**Tasks for this exercise**
1. Print the part of the beagle thread that opens with the words containing "## Elmerfudd4 (Oct 25, 2014)" and closes with "of old age.".
2. Please carry on the beagle thread from the point where it stops.
# Start of Source passage
# These beagles can really put a rabbit on the GO!



## Bigtimber (Oct 25, 2014)

THey turn em loose about the 3:40 mark....that's when they really move out....


----------



## daddy ron (Oct 25, 2014)

i'm pretty sure those are blackcreek and oakhill bred dogs


----------



## p&y finally (Oct 25, 2014)

Thats great line control!


----------



## Elmerfudd4 (Oct 25, 2014)

Odd as its. Never seen a red blackcreek.  Looks more like red train action daddy ron unless i'm color blind.


----------



## Ruger#3 (Oct 25, 2014)

Rumor has it they caught the rabbit. Autopsy showed it died of old age.


----------



## shawnrice (Oct 25, 2014)

Elmer I thought it was a looooooong check from a pack of run to catch style super stars ,you know when they run 80 yrds past the lost rabbit  I'm sure you have seen it before being that your surrounded by the best beagles in the country


----------



## daddy ron (Oct 25, 2014)

Elmerfudd4 said:


> Odd as its. Never seen a red blackcreek.  Looks more like red train action daddy ron unless i'm color blind.



no they come in all colors but just one speed


----------



## Elmerfudd4 (Oct 26, 2014)

Actually no there are several speeds of blackcreeks. Some seem to obsess on the peanut rollers, but none here. Red train knows one speed . . .wide open but fail to make the turns when the rabbits do. Train keeps blowing right on by tooting the horn finally to realize whoops we over ran him.


----------



## daddy ron (Oct 26, 2014)

Elmerfudd4 said:


> Actually no there are several speeds of blackcreeks. Some seem to obsess on the peanut rollers, but none here. Red train knows one speed . . .wide open but fail to make the turns when the rabbits do. Train keeps blowing right on by tooting the horn finally to realize whoops we over ran him.



i'll still take them running dogs over them walkers anyday to kill rabbits with although we don't over run rabbits with our faster dogs we just kill rabbits because they run them and not for a casual stroll in the woods


----------



## Elmerfudd4 (Oct 26, 2014)

To each their own. We seem to manage well on our hunts. Even out run a few red dogs in the process on some turn outs


----------



## daddy ron (Oct 26, 2014)

Elmerfudd4 said:


> To each their own. We seem to manage well on our hunts. Even out run a few red dogs in the process on some turn outs



you keep talking about red dogs we have 15 dogs between the three of us and only 2 are red


----------



## Elmerfudd4 (Oct 26, 2014)

Under the impression you were a DR man the way you bash the blackcreek.  My apologies for classifying them as red.


----------



## daddy ron (Oct 26, 2014)

Elmerfudd4 said:


> Under the impression you were a DR man the way you bash the blackcreek.  My apologies for classifying them as red.



i'm not bashing blackcreeks i wish a lot more people in georgia would get rid of their faster dogs and go with blackcreeks it would mean more rabbits for us to kill


----------



## Elmerfudd4 (Oct 26, 2014)

Think what you will.
# End of Source passage
# Start of Extracted entries
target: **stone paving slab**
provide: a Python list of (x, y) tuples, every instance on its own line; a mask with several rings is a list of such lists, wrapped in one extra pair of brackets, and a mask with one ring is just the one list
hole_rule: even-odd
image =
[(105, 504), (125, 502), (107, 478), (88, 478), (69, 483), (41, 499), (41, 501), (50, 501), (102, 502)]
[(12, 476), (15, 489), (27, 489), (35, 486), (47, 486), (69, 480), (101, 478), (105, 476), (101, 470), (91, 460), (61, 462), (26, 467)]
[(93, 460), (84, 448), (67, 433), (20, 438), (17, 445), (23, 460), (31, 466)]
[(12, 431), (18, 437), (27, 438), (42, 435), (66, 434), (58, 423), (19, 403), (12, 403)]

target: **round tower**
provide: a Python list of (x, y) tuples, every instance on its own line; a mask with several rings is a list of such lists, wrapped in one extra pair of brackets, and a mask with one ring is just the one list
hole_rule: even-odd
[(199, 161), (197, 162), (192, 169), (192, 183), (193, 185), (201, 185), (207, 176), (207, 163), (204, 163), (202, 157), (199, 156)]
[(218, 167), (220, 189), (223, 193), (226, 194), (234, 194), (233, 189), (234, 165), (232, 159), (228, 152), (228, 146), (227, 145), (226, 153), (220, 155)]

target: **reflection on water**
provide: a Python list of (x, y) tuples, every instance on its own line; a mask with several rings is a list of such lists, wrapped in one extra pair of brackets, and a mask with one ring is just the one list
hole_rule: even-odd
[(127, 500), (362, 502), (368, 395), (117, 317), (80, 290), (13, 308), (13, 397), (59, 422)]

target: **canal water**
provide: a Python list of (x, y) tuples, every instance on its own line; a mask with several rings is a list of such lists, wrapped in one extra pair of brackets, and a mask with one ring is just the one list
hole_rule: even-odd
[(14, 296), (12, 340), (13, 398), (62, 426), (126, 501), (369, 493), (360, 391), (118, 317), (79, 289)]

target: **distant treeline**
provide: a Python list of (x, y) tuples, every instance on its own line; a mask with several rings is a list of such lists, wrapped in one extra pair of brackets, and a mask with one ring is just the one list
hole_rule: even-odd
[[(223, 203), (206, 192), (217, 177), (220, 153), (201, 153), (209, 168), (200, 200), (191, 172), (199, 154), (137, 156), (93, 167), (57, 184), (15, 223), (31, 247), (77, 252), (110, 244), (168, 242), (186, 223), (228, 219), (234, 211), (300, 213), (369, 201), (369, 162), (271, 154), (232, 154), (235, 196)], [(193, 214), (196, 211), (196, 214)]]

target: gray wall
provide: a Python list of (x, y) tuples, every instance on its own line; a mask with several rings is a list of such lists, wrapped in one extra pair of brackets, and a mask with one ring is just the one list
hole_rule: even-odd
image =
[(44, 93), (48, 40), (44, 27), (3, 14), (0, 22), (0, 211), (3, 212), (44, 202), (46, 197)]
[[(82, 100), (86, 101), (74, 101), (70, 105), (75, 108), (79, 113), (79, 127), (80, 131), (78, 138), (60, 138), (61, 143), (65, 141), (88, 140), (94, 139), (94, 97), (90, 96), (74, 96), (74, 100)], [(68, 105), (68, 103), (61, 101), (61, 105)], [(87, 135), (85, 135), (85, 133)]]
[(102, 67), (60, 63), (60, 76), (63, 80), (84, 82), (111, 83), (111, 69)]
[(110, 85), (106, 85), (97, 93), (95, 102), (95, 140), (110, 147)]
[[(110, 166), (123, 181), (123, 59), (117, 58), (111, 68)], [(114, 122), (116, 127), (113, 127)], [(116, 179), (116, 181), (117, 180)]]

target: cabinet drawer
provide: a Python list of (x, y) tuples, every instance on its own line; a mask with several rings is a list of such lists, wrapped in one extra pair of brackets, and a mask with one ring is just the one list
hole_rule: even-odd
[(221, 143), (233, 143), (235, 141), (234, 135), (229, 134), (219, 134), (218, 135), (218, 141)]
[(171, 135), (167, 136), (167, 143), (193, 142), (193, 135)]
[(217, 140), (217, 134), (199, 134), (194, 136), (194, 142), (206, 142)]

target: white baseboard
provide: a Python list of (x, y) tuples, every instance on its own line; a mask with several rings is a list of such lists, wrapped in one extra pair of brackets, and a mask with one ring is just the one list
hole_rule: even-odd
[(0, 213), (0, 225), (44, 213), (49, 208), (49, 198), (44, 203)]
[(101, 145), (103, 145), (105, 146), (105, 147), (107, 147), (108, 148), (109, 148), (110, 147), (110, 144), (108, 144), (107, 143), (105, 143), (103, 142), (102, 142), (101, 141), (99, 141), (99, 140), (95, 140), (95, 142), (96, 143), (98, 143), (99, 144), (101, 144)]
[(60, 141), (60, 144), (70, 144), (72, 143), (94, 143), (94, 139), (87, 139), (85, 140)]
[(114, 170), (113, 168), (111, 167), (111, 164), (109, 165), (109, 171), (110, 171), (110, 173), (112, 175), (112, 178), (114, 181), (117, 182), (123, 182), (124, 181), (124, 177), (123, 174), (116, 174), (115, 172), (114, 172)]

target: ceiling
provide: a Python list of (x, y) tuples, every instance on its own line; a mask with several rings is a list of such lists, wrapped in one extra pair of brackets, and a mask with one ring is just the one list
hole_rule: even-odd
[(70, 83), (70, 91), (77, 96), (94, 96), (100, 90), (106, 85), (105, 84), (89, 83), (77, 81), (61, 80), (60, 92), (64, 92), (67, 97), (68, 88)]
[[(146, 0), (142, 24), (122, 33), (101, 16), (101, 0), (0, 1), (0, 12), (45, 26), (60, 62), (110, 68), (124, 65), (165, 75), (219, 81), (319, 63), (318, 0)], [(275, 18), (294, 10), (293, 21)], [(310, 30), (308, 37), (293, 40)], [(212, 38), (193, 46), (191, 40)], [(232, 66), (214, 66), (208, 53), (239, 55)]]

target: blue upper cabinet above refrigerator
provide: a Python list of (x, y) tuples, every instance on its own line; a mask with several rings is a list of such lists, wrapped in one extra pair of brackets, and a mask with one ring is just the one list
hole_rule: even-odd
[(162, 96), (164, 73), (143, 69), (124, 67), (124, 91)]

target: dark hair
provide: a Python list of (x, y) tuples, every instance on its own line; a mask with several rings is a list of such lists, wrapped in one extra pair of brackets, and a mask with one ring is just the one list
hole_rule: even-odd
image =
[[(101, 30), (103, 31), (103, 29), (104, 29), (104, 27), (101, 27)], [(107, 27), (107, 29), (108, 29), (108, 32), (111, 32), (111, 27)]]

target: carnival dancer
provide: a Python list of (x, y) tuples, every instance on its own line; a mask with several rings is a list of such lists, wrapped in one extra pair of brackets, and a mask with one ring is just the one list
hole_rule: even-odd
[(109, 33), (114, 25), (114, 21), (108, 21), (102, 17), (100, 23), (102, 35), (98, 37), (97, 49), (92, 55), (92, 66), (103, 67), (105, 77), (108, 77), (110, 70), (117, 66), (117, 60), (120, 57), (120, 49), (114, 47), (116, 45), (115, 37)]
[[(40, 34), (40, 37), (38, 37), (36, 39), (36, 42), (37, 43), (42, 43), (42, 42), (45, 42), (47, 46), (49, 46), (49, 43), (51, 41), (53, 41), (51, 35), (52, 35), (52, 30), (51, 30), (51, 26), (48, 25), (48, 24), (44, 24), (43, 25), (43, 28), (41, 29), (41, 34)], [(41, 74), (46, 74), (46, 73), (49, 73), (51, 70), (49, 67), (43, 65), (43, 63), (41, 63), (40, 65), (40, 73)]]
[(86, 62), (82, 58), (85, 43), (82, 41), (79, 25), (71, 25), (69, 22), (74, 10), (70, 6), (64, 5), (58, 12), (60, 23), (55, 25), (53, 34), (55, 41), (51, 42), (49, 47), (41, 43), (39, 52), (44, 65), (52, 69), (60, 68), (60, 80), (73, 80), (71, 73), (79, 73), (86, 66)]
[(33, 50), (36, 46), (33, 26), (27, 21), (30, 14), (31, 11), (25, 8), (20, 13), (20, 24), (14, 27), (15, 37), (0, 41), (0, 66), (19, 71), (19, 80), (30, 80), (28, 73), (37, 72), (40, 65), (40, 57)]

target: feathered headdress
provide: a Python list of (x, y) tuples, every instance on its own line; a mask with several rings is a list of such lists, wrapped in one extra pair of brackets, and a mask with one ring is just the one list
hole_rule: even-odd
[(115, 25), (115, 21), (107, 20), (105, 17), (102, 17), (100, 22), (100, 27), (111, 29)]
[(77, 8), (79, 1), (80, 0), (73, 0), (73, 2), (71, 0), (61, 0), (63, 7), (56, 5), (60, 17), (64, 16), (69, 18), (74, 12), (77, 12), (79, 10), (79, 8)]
# End of Extracted entries
**Written answers**
1.
## Elmerfudd4 (Oct 25, 2014)

Odd as its. Never seen a red blackcreek.  Looks more like red train action daddy ron unless i'm color blind.


----------



## Ruger#3 (Oct 25, 2014)

Rumor has it they caught the rabbit. Autopsy showed it died of old age.

2.
----------



## Curtis-UGA (Oct 27, 2014)

I truly can't see how y'all are still calling them "Blackcreeks" after all these years. That line is so watered down I don't see there being any left.

An old breeder once told me that once the originator of the line stopped making breeding decisions than the line was dead. Its the original breeder who makes a line great. They are the brains behind the operation. We just find ourselves trying to duplicate their success usually with mediocre results. 

Just something to think about!


----------



## daddy ron (Oct 27, 2014)

Curtis-UGA said:


> I truly can't see how y'all are still calling them "Blackcreeks" after all these years. That line is so watered down I don't see there being any left.
> 
> An old breeder once told me that once the originator of the line stopped making breeding decisions than the line was dead. Its the original breeder who makes a line great. They are the brains behind the operation. We just find ourselves trying to duplicate their success usually with mediocre results.
> 
> Just something to think about!



curtis you are absolutely right most people that say they run blackcreek line are just running a dog with blackcreek speed and calling it blackcreek


----------



## shawnrice (Oct 27, 2014)

daddy ron said:


> curtis you are absolutely right most people that say they run blackcreek line are just running a dog with blackcreek speed and calling it blackcreek


I agree 100% fellas ,BUT I do have one male''DINO'' that is about as pure Blackcreek as can be had ,according to the bc breeders computer calculated blood he is 78 % old bc blood ,folks are wanting to pay to freeze semen from him ,I cant afford to do it but there going to cover the price to do so ,I'm not kennel blind I like anything that runs a nice rabbit myself ,I got something new coming soon I'VE been itching to try Buckshot x Cotton country 
HOPE YOU ALL HAVE A GREAT RABBIT SEASON AND BE SAFE 
Shawn


----------



## Curtis-UGA (Oct 27, 2014)

shawnrice said:


> I agree 100% fellas ,BUT I do have one male''DINO'' that is about as pure Blackcreek as can be had ,according to the bc breeders computer calculated blood he is 78 % old bc blood ,folks are wanting to pay to freeze semen from him ,I cant afford to do it but there going to cover the price to do so ,I'm not kennel blind I like anything that runs a nice rabbit myself ,I got something new coming soon I'VE been itching to try Buckshot x Cotton country
> HOPE YOU ALL HAVE A GREAT RABBIT SEASON AND BE SAFE
> Shawn



Same to you Shawn. My rear end is getting worn out from the deer stand. About ready to hit the briars!


----------



## shawnrice (Oct 27, 2014)

Curtis-UGA said:


> Same to you Shawn. My rear end is getting worn out from the deer stand. About ready to hit the briars!


I'm trying to get up there and deer hunt for a couple days late this week ,they say the rut is starting to come on around there ,young buck chasing around right now ,I was up a few weeks ago and sat around wishing I was back home running my dogs,


----------



## 7mmMag (Oct 30, 2014)

I'd have to bring my lawn chair for that. Was the rabbit on a leash. I thought I saw it coming back to the bed about 5 ft behind them. Must be dogs for the elderly.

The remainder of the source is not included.